• ПОСТАВЛЕННАЯ ЗАДАЧА A: Покажи каждую строку записей, в которой встречается слово «metal».

━━━━━ ИСХОДНЫЙ ДОКУМЕНТ

Ягвист почти дословно заимствовал многие детали Вавилонского сказанья, однако придал ему совершенно иной смысл. Мы не видим в Библии ни духов, несущих молнии, ни причитающих богов, которые в ужасе от бедствия, ими самими вызванного. Библейский автор говорит о катастрофе, допущенной Небом за человеческие преступления. Ной и его семья спасаются не благодаря прихоти или конкуренции богов. Он избран как единственный праведник среди развратившегося людского рода.
Был ли потоп всемирным? Те, кто ищет в Библии фактов геологических, будут разочарованы. Поэтическая оболочка сказания заслоняет внешние детали и факты. К тому же понятие «мир» было для древних весьма ограниченным, оно не шло дальше Средиземного моря и Двуречья. При этом надо отметить, что Библия часто употребляет слово «земля» и даже «вся земля» для обозначения только лишь одной локальной местности []. Геология не знает глобального потопа, но вполне возможно, что бедствию подверглись наиболее древние очаги цивилизации.
Потомки Ноя в библейском повествовании стали родоначальниками трех основных языково-племенных групп древности: семитов, яфетидов и хамитов. Этими племенами для автора Книги Бытия ограничивалось человечество []. По поводу этого указания на братство народов Б. Тураев писал: «Библия сохранила единственный в своем роде памятник, доказывающий, что еврейский народ опередил, может быть, своих более культурных соседей, не только созрев до сознания единства человечества, но и до его классификации» []. И пусть научная сторона этой этнической классификации порой и кажется наивной, но непреходящими остаются слова Ягвиста: «От них населилась вся земля»; это означает, что люди, разные по крови и языку, в сущности, представляют собой единую семью.

━━━━━━━━━━

• ПОСТАВЛЕННАЯ ЗАДАЧА B: Перепечатай целиком и без изменений текст о библейском сказании о потопе.

━━━━━ ВХОДНЫЕ ДАННЫЕ

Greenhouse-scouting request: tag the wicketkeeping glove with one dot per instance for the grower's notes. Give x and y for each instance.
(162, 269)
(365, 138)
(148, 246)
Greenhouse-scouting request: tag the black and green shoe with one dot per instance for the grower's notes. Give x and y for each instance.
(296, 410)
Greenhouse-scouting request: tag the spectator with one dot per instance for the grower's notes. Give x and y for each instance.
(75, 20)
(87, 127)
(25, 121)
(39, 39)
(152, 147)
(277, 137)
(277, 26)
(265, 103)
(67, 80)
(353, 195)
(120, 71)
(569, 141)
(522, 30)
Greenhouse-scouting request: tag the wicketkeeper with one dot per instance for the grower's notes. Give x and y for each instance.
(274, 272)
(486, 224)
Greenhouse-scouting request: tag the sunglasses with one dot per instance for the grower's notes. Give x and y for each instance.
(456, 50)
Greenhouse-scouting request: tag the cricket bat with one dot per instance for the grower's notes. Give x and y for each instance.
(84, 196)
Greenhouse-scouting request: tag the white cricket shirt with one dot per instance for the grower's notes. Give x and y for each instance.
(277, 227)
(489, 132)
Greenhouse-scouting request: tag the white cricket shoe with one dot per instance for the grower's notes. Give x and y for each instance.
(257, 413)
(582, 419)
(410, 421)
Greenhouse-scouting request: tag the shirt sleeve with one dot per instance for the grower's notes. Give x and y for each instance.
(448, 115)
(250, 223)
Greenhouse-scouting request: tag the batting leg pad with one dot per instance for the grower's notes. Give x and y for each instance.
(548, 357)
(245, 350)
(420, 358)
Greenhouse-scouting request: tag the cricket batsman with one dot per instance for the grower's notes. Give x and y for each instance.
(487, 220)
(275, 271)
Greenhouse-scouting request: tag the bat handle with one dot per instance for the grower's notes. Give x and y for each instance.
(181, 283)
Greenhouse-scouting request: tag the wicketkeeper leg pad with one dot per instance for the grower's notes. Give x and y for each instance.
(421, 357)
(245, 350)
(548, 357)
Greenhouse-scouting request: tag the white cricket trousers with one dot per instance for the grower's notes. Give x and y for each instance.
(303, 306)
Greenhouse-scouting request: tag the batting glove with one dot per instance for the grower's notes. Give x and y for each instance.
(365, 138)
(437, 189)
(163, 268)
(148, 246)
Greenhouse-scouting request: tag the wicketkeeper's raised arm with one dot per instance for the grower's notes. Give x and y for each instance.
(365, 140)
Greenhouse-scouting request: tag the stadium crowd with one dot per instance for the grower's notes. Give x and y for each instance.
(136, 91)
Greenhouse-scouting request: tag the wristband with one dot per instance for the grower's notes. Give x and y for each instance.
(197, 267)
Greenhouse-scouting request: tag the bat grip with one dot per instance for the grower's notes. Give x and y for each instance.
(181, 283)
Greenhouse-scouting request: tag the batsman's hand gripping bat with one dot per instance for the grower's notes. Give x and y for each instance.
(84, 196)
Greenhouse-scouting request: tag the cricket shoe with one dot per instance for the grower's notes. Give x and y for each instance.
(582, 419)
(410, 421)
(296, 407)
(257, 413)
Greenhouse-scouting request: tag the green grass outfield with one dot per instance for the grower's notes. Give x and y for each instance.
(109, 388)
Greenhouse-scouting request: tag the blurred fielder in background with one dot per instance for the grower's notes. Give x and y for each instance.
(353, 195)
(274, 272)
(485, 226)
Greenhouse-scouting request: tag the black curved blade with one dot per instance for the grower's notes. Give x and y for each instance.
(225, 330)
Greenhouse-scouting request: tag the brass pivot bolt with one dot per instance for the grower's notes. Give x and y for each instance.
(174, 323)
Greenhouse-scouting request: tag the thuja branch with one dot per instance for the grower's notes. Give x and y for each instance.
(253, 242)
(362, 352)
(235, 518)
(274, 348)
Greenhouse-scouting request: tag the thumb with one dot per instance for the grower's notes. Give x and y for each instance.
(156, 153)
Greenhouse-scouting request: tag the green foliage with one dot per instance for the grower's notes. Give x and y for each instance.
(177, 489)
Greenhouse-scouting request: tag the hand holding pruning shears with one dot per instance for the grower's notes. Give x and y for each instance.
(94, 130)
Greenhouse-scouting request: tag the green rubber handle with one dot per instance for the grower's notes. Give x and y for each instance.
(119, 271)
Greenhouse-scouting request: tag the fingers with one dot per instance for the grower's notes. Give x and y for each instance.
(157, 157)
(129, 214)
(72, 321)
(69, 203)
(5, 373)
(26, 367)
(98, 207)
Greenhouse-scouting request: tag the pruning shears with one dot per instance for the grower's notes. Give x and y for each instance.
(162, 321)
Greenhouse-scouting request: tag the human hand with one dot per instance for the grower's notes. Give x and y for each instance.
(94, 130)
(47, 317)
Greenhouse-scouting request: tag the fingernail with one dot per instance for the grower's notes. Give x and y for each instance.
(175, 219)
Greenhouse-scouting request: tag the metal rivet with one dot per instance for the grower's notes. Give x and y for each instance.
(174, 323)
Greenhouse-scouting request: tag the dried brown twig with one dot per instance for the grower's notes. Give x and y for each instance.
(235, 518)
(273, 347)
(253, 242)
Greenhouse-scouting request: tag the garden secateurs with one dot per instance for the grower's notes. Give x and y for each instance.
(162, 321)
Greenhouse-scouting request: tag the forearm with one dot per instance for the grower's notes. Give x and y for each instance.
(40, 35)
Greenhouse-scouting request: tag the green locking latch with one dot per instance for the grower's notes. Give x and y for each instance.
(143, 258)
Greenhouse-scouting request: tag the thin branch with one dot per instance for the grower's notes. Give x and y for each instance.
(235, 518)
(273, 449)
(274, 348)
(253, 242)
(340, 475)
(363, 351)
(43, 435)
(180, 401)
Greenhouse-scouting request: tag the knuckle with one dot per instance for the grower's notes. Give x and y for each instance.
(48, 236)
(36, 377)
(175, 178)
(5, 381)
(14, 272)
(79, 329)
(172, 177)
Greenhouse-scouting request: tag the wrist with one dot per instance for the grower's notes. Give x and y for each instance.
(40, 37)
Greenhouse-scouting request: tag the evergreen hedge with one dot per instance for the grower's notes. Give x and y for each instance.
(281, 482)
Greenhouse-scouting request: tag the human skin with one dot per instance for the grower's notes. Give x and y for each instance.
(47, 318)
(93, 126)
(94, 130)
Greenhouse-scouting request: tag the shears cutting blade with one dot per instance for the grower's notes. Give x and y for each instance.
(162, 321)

━━━━━━━━━━
━━━━━ ВХОДНЫЕ ДАННЫЕ

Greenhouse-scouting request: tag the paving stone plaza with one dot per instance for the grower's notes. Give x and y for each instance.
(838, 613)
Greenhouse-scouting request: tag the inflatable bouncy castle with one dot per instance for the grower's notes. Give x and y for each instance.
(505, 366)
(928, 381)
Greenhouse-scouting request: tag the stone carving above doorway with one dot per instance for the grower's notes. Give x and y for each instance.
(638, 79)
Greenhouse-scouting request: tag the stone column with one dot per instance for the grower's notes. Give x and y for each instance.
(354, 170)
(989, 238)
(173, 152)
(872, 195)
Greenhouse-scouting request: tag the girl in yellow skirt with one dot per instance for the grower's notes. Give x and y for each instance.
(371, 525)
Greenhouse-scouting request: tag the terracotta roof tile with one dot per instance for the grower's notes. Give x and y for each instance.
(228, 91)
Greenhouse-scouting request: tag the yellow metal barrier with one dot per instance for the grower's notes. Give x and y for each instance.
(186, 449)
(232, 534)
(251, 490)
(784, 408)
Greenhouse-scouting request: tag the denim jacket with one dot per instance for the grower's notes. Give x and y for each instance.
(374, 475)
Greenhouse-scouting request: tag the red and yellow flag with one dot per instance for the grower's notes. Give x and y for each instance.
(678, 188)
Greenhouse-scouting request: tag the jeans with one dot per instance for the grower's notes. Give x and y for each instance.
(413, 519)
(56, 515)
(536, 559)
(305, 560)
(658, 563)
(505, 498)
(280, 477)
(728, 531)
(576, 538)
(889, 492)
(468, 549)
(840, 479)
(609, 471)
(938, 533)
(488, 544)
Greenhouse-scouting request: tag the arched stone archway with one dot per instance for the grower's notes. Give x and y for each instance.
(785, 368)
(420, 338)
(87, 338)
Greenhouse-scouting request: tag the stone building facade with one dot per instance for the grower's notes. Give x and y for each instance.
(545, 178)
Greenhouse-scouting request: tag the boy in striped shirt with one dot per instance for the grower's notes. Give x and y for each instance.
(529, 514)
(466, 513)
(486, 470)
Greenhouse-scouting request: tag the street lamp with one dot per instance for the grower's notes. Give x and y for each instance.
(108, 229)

━━━━━━━━━━
━━━━━ ВХОДНЫЕ ДАННЫЕ

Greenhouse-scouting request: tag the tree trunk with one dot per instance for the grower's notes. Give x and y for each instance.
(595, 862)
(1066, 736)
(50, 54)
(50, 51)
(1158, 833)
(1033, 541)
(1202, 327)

━━━━━━━━━━

• ПИСЬМЕННЫЙ ОТВЕТ A:
Greenhouse-scouting request: tag the metal rivet with one dot per instance for the grower's notes. Give x and y for each instance.
Greenhouse-scouting request: tag the yellow metal barrier with one dot per instance for the grower's notes. Give x and y for each instance.

• ПИСЬМЕННЫЙ ОТВЕТ B:
Ягвист почти дословно заимствовал многие детали Вавилонского сказанья, однако придал ему совершенно иной смысл. Мы не видим в Библии ни духов, несущих молнии, ни причитающих богов, которые в ужасе от бедствия, ими самими вызванного. Библейский автор говорит о катастрофе, допущенной Небом за человеческие преступления. Ной и его семья спасаются не благодаря прихоти или конкуренции богов. Он избран как единственный праведник среди развратившегося людского рода.
Был ли потоп всемирным? Те, кто ищет в Библии фактов геологических, будут разочарованы. Поэтическая оболочка сказания заслоняет внешние детали и факты. К тому же понятие «мир» было для древних весьма ограниченным, оно не шло дальше Средиземного моря и Двуречья. При этом надо отметить, что Библия часто употребляет слово «земля» и даже «вся земля» для обозначения только лишь одной локальной местности []. Геология не знает глобального потопа, но вполне возможно, что бедствию подверглись наиболее древние очаги цивилизации.
Потомки Ноя в библейском повествовании стали родоначальниками трех основных языково-племенных групп древности: семитов, яфетидов и хамитов. Этими племенами для автора Книги Бытия ограничивалось человечество []. По поводу этого указания на братство народов Б. Тураев писал: «Библия сохранила единственный в своем роде памятник, доказывающий, что еврейский народ опередил, может быть, своих более культурных соседей, не только созрев до сознания единства человечества, но и до его классификации» []. И пусть научная сторона этой этнической классификации порой и кажется наивной, но непреходящими остаются слова Ягвиста: «От них населилась вся земля»; это означает, что люди, разные по крови и языку, в сущности, представляют собой единую семью.